- Excerpt
-----
Additionally, to examine whether uPAR signals through β-catenin, the spheroids were transfected using pU/pUM constructs, designed to knock down uPAR and MMP-9, and also simultaneously with cignal TCF/LEF reporter (luc) construct. The IR treatment increased spheroid migration (Fig. 4, C and D) and expression of migration-associated molecules such as β-catenin and uPAR as determined by RT-PCR analysis (Fig 4, C2 and D2). The pU and pUM treatments resulted in loose, poorly adherent, and less invasive spheroids and suppressed TCF/LEF reporter activity in IR-treated spheroids (Fig. 4, C1 and D1). The pU and pUM treatment also showed increased p-β-catenin and decreased nuclear translocation of β-catenin·TCF/LEF proteins after IR treatment (p < 0.05). Moreover, we observed lower MMP-9 and WNT-7a levels after pU/pUM treatment of CSCs (Fig. 4E).

uPAR Knockdown Suppressed in Vivo Canonical WNT Pathway

D283-TCF/LEF GFP stable cells were enriched for CSCs by subjecting to neurosphere formation (Fig. 5A1) followed by IR treatment, after which neurosphere suspension was implanted in the cerebellum region of nude mice. IR-treated D283-TCF/LEF GFP stable cell neurospheres showed increased migration to parts of the cerebellar hemisphere. The pU and pU + IR treatment showed lower GFP expression and reduced migration, wherein GFP expression was restricted to the site of injection when compared with the respective controls (Fig. 5A2).

FIGURE 5. — **uPAR knockdown (pU) suppresses WNT signaling in *in vivo* tumors.** A1 and A2, intracerebral tumors were established by surgical orthotopic implantation of D283 TCF/LEF-GFP stable cell neurospheres (D283TCF/LEF-GFP neurospheres) in nude mice. The mice were given intravenous treatment of pU plasmids as described under “Experimental Procedures.” Mouse brains were subjected to GFP imaging using stereo zoom dissection microscope (SZX12, Olympus, Melville, NY) before fixing in 10% buffered formalin and processed for paraffin embedding. B, brain tissue sections were subjected to immunohistochemistry analysis. Immunohistochemical comparison using red and blue Alexa Fluor conjugates for β-catenin and uPAR, respectively.
-----
- Brief
Sum up the excerpt on uPAR knockdown and WNT signaling in two sentences. The material that comes next is separate from the excerpt.

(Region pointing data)
-----
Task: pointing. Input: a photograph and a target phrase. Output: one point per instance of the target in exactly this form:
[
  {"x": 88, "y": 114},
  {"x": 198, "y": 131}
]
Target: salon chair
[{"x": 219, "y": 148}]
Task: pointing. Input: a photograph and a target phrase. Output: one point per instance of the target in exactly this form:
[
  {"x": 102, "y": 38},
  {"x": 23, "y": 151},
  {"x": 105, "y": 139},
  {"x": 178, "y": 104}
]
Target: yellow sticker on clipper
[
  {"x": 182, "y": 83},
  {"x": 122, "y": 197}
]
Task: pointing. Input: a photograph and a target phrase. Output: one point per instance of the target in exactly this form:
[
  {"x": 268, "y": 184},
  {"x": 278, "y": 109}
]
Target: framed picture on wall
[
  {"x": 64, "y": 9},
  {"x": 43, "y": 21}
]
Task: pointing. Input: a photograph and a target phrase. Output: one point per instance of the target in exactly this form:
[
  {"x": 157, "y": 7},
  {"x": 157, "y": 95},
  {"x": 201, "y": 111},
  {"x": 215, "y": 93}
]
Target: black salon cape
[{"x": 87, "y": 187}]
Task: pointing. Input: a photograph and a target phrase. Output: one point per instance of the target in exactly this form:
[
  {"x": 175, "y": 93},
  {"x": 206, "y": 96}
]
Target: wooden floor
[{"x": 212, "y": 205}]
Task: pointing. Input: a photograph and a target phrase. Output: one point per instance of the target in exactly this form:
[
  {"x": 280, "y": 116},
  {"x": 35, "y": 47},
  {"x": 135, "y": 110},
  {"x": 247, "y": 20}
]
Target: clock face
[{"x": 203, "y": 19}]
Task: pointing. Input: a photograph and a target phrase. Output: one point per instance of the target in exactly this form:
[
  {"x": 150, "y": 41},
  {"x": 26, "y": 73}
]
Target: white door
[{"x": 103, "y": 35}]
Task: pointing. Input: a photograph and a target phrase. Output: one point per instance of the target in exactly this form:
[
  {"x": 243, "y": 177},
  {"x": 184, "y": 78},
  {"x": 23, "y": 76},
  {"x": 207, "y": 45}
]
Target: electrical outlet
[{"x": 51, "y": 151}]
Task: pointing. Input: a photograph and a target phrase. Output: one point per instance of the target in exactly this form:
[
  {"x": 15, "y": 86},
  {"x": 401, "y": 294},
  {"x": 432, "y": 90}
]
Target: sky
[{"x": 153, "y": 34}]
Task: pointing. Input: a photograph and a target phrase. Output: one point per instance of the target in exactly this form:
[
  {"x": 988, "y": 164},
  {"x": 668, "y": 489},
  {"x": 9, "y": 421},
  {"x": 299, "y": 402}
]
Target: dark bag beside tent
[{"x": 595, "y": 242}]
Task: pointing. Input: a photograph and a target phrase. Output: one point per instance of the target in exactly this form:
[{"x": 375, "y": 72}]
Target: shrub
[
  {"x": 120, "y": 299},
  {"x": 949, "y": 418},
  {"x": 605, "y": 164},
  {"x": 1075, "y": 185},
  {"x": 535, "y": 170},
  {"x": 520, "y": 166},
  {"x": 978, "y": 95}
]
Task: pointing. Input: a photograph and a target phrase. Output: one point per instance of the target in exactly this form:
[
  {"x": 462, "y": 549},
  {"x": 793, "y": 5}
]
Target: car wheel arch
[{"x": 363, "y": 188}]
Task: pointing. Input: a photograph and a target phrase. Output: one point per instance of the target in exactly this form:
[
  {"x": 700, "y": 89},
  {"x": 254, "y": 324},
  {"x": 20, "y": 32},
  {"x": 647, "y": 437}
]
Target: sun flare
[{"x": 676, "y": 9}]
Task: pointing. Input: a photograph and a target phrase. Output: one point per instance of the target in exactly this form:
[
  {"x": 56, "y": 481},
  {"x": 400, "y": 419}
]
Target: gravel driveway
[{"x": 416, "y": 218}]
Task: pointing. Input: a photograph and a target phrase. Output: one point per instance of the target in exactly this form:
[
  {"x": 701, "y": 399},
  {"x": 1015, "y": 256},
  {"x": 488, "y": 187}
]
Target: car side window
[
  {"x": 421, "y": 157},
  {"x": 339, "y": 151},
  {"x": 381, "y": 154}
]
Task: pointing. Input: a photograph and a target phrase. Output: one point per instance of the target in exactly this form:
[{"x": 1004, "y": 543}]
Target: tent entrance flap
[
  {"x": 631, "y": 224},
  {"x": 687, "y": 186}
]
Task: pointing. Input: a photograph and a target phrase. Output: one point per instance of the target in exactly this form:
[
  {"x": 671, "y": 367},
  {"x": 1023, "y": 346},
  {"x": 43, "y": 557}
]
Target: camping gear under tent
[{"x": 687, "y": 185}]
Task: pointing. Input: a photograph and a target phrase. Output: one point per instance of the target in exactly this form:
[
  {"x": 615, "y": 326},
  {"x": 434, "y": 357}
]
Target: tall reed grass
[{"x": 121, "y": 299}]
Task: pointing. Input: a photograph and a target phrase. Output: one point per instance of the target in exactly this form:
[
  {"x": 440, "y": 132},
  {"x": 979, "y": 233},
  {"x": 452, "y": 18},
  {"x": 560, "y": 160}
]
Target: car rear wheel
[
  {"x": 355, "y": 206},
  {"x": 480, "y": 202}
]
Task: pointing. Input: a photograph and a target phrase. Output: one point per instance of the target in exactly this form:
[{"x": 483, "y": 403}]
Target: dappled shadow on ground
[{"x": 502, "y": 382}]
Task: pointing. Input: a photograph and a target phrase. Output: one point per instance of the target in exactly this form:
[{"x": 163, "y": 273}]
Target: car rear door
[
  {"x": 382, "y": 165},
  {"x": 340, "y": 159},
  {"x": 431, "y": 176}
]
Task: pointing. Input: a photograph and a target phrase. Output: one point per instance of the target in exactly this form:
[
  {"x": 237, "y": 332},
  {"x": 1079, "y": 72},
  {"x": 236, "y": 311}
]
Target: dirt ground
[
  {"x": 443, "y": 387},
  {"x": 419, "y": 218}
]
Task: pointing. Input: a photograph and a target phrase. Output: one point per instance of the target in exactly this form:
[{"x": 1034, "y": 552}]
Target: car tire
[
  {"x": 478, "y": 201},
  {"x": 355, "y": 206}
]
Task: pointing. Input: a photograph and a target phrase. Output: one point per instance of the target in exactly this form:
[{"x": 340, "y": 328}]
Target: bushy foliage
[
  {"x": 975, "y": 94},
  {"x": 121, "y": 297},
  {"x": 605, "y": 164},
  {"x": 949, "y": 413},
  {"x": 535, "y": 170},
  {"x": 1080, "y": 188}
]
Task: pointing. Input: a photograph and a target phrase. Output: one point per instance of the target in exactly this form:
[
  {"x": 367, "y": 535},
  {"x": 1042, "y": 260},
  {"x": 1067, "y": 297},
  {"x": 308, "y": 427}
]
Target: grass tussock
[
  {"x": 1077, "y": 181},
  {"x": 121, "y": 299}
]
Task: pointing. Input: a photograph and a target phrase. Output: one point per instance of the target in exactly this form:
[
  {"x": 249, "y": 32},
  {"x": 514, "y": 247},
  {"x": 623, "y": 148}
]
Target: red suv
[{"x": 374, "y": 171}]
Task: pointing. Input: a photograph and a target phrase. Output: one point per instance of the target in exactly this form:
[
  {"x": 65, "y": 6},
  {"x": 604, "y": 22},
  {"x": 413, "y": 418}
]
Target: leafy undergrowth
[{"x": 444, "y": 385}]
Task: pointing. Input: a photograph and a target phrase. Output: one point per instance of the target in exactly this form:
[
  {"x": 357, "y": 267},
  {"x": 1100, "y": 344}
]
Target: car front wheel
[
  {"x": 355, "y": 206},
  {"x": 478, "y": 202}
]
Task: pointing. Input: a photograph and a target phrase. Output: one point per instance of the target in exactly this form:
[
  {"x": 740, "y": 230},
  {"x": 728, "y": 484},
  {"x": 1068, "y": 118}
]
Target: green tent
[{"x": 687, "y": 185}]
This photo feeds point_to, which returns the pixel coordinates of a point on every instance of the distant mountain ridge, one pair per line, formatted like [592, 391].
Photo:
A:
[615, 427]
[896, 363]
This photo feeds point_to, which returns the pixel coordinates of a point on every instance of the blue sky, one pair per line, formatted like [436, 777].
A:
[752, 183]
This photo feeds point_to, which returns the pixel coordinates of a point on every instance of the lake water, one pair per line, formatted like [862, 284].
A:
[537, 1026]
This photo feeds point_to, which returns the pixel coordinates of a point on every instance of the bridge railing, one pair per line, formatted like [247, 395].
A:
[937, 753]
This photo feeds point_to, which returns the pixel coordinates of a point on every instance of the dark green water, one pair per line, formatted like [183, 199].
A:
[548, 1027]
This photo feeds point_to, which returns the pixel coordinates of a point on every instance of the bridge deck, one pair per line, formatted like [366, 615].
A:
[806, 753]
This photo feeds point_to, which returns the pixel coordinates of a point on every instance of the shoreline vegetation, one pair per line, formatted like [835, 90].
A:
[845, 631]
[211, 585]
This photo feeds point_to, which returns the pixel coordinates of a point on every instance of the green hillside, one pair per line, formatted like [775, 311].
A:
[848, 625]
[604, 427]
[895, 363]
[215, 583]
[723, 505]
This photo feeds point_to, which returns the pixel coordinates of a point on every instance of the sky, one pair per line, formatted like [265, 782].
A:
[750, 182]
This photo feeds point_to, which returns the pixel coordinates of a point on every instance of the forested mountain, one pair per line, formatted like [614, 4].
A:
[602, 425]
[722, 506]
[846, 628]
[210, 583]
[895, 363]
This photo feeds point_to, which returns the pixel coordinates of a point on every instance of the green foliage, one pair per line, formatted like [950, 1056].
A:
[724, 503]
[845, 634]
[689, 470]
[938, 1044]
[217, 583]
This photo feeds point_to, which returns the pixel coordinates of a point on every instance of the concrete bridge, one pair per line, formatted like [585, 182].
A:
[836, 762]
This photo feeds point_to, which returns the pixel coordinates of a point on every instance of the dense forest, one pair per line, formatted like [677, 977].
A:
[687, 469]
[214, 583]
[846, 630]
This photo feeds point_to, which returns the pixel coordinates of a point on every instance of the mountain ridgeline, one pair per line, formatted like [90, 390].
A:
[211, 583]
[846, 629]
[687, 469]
-----
- Solution for this problem
In spheroids, IR treatment increased migration and raised β-catenin and uPAR expression, while pU and pUM constructs that knock down uPAR and MMP-9 left the spheroids loose, poorly adherent, and less invasive, suppressed TCF/LEF reporter activity, and lowered MMP-9 and WNT-7a levels. In nude mice implanted with D283-TCF/LEF GFP stable cell neurospheres, pU and pU + IR treatment lowered GFP expression and reduced migration, with GFP expression restricted to the injection site.